-- BEGIN Exercise input --
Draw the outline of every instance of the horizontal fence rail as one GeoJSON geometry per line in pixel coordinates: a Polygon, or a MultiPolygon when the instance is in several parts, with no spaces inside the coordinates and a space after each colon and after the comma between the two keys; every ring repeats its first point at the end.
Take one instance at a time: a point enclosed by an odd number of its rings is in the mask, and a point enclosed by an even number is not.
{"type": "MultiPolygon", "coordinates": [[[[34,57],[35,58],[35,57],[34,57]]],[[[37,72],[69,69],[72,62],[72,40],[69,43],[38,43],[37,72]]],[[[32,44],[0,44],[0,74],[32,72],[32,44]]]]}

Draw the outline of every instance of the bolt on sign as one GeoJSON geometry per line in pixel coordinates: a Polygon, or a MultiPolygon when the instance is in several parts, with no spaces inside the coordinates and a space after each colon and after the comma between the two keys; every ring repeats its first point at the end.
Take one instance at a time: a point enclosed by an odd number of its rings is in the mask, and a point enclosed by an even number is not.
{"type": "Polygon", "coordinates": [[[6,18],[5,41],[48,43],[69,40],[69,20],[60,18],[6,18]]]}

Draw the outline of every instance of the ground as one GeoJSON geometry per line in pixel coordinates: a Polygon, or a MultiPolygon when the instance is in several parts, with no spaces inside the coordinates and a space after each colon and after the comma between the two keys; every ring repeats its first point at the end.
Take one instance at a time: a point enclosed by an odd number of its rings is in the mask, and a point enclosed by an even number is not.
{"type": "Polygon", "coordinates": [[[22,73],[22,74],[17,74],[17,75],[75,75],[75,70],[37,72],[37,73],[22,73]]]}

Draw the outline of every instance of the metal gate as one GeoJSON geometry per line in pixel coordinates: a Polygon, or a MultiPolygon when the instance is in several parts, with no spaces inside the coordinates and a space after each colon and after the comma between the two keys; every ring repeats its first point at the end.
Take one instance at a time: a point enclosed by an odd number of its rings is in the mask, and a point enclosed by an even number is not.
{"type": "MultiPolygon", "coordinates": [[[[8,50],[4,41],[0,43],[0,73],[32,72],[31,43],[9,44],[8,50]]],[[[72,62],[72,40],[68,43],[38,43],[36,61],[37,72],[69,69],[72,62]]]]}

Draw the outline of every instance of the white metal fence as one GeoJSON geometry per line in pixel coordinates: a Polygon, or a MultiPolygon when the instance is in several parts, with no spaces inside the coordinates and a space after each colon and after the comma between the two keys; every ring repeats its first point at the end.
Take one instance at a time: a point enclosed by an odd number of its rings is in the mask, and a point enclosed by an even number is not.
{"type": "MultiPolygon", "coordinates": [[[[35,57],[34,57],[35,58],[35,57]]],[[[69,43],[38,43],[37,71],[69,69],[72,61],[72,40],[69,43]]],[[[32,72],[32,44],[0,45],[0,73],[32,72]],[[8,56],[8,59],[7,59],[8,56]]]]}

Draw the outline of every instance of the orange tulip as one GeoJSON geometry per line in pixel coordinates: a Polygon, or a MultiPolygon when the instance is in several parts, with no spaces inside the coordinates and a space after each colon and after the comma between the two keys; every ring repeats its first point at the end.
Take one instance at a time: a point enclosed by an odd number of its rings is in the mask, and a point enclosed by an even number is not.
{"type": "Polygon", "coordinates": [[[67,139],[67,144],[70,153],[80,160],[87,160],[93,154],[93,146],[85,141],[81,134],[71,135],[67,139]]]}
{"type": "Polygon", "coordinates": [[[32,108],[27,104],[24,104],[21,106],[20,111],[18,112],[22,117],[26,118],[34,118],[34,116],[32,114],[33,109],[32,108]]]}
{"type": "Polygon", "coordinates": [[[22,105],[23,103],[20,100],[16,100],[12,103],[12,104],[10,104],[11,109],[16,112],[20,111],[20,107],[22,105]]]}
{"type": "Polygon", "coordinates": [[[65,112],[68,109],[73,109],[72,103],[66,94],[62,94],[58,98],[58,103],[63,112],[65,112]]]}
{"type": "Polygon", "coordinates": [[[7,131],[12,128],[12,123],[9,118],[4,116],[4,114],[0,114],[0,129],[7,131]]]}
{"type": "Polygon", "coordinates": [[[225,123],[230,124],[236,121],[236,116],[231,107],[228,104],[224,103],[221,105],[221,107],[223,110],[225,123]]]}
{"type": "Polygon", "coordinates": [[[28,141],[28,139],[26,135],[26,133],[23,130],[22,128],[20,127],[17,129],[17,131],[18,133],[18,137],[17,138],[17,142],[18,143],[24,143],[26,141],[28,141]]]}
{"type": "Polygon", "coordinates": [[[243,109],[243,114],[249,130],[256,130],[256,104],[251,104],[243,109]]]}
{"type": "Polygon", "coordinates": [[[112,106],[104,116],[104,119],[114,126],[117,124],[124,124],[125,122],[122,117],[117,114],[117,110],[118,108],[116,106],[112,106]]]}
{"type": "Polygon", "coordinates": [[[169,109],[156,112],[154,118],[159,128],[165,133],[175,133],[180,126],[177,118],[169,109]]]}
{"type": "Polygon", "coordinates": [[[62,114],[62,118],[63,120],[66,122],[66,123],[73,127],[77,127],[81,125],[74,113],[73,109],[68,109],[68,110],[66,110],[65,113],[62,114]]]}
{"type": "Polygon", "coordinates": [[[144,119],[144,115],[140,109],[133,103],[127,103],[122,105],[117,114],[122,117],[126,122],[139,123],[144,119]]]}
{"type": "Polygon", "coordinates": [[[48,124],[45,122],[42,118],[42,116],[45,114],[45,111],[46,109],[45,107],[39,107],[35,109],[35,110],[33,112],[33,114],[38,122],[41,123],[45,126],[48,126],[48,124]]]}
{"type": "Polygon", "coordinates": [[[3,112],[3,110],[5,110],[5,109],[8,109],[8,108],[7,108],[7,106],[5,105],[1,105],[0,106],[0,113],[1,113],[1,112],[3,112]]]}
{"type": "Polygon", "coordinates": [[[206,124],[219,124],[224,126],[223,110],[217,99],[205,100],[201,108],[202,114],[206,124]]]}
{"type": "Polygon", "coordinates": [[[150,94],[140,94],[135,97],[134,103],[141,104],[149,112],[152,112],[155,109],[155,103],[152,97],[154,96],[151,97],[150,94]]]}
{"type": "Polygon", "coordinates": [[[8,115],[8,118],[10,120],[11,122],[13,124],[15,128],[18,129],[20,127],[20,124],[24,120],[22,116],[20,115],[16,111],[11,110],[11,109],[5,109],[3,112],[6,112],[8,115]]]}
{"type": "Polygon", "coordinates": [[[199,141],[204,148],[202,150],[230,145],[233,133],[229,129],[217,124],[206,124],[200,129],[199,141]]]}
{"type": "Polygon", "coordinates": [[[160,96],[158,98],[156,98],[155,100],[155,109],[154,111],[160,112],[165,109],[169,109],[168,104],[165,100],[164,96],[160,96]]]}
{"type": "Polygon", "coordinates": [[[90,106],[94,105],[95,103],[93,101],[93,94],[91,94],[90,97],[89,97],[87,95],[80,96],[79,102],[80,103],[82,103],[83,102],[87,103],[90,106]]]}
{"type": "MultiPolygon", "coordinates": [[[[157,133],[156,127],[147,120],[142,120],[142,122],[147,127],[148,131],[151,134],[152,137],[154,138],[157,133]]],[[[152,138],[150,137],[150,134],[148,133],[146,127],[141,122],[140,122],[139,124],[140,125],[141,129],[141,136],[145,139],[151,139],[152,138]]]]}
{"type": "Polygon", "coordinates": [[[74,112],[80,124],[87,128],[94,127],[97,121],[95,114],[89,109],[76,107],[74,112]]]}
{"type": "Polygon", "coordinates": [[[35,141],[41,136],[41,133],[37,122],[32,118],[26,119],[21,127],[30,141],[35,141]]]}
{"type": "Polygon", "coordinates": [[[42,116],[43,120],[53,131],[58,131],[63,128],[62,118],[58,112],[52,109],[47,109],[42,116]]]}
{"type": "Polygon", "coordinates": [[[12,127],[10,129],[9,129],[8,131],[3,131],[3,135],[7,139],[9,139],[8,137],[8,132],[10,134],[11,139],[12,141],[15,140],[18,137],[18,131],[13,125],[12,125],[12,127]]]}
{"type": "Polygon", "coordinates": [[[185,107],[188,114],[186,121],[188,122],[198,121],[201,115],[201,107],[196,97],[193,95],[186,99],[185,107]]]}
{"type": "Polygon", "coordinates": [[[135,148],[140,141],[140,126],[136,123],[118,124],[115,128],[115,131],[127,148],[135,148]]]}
-- END Exercise input --
[What needs to be done] Pull out every line of the material that contains the string "orange", matching case exactly.

[Output below]
Draw the outline of every instance of the orange tulip as one GeoJSON geometry per line in pixel coordinates: a Polygon, or a MultiPolygon when the instance is in several parts, with no spaces inside the coordinates and a space after each colon and after the comma between the two keys; every ring repeats its first point at the end.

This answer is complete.